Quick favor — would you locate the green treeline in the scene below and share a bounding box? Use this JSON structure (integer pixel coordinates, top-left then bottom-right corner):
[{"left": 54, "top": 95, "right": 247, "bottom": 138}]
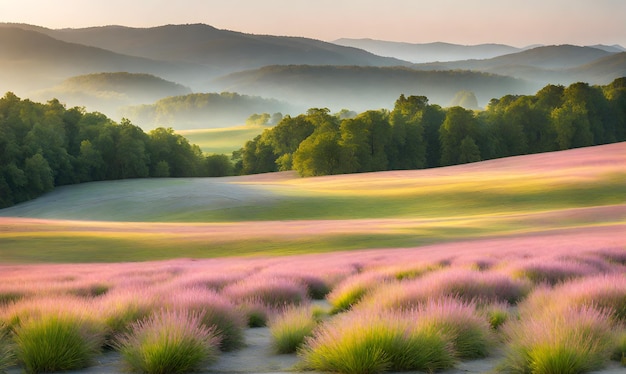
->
[
  {"left": 0, "top": 93, "right": 230, "bottom": 208},
  {"left": 234, "top": 78, "right": 626, "bottom": 176},
  {"left": 1, "top": 78, "right": 625, "bottom": 209}
]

● **Your goal**: Only the pictures are to be left out; all other material is to be output exactly.

● **Your response**:
Quick favor — would you locate the green treeline in the scene below and share a bounding box? Use this JSON structure (integer pixel coordinates, top-left then bottom-right corner):
[{"left": 54, "top": 95, "right": 247, "bottom": 138}]
->
[
  {"left": 0, "top": 93, "right": 230, "bottom": 208},
  {"left": 234, "top": 78, "right": 626, "bottom": 176},
  {"left": 1, "top": 78, "right": 625, "bottom": 209}
]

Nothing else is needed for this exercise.